▶ 対象テキスト:

新・メタレドの楽しんだもん勝ち!

様々な作品について語ったり語らなかったりするサイト

ウルトラマンブレーザー 第21話「天空の激戦」感想

支えてくれるからこそ飛べる

ハルノ参謀長ーーーッ!!

早く帰ってきてくれーーーッ!!

.

.

.

.

.

.

.

.

.

.

  • みんなが知っている自分を解き放て!

 今回のブレーザーヤスノブとアンリの2人が主役。アースガロンの新装備の運用実験の最中ヤスノブがGに耐え切れず気絶、たまたま見に来ていた上層部にパイロットから外す指示が出される展開に早くも胸が締め付けられることになりました。実質的な戦力外通告を受け、がむしゃらに体を鍛えるヤスノブの様子は見ていられなかったです。ヤスノブ自身だけでなく、彼のことを想うゲント隊長たちの気持ちも察するに余りある鬱屈とした前半だったと言えます。ただ自主トレ中のヤスノブの体がムキムキすぎてつい気が散ってしまったりしなかったり。

 そんな内容だっただけに、ヤスノブの身を案じて引っ張ってくれるアンリの明るさには救われました。ヤスノブの技量を認めてくれていること、それを理解してくれない上層部への憤りを口にする辺りにも好感が持てます。以前から純朴かつ真面目な性格だと思っていましたが、こういった場面で彼女の長所が活かされているのが何とも気持ちいですね。誰もが悔しさや悲しみを胸に秘めているからこそ、思ったことをすぐ口にするアンリの真っ直ぐなところに見ている側もポジティブにさせられました。

 そうして上層部の判断を無視して、ヤスノブがアースガロンMod.3に搭乗して活躍する展開はベタながらスカッとさせられましたね。アンリのトレーニングに付き合わされた成果なのかある程度耐えられていたのも素敵ですし、何より仲間たちが評価していた射撃テクニックが活かされていたのが見事の一言。アンリやテルアキ副隊長が劇中で言っていた「射撃の腕」を使い、デルタンダルの発光部分を撃ち抜く活躍を見せた瞬間のカタルシスは凄まじかったです。上からは戦力外とされていたものの、決して足手まといではないことを証明するヤスノブ。そして彼を支えてくれたアンリに感動させられる回でした。

▶ 短い課題 1:
ウルトラマンブレーザー第21話の感想文について、次の問いに答えてください。
(a) ヤスノブが気絶したのは、何の運用実験の最中でしたか。
(b) 上層部の判断を無視してヤスノブが搭乗した機体の名称は何ですか。
(c) ヤスノブがデルタンダルのどの部分を撃ち抜いたと述べられていますか。
▶ 短い課題 2: ウルトラマンブレーザー第21話の感想文を、最後の一文の後から書き進めてください。

▶ 収集データ:
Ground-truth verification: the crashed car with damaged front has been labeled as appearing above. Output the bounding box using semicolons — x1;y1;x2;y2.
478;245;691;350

▶ 最終回答 1:
(a) アースガロンの新装備の運用実験
(b) アースガロンMod.3
(c) 発光部分

▶ 最終回答 2:
 

 

  • 海より浮上し、全てを破壊するトライアングルの影

 14話で猛威を振るったデルタンダルがまさかの再登場を果たした今回。しかも「月光怪獣 デルタンダルB」と呼称されたこの個体は、全長約300mという超巨大な姿で見る人の度肝を抜いてきました。劇中でも説明されていましたが、以前のデルタンダル(45m)の約6倍の大きさを誇ります。これほどの巨大を持ちながら、スピードそのものは以前の個体にも負けていないのですから驚きです。今回もまたアースガロンとブレーザー相手に凄まじい空中戦を繰り広げた辺り、空では無類の存在であることが改めて伺えますね。

 さらにこのデルタンダルBは発光部分から放つ光弾もより強力になっている模様。爆弾のように落として施設を次々と破壊する様は、テルアキ副隊長の例え通り爆撃機といったところです。(名前の“B”も“Bomber aircraft(爆撃機)”から来ているっぽいですね)他にも皮膚の防御力も高く、ファードランアーマーを纏ったブレーザーの攻撃さえもはじき返すほどでした。ただでさえ大きくなって厄介なのに、攻撃も防御も段違いに上がっているというのは何とも恐ろしい話です。

 劇中の戦闘では実際にその強さが遺憾なく発揮されており、ブレーザー&アースガロンと戦って終始優位に立ちまわっていたのが印象的。そのうえエネルギー充填中の発光部分を攻撃すると大爆発を起こす性質も判明し、大気圏外で迎え撃つしかないほどに彼らを追い詰めていました。(発光部分を撃ち抜かれた後も攻撃してくるしぶとさも目に焼き付きました)最終的にはどうにかなったものの、倒すのにも一苦労させられる難儀な敵であったことには違いありません。

 あとは余談ですが、このデルタンダルBが海から出現したことには衝撃を受けました。しかし普段は海中で生息している事実には同時に納得もしましたね。積乱雲から別の積乱雲に移り住むだけで生きていけるのか以前から気になっていただけに、この生息域は結構腑に落ちるところではあります。ここにきて以前のデルタンダルも含めた特殊な生態が判明したのも面白かったです。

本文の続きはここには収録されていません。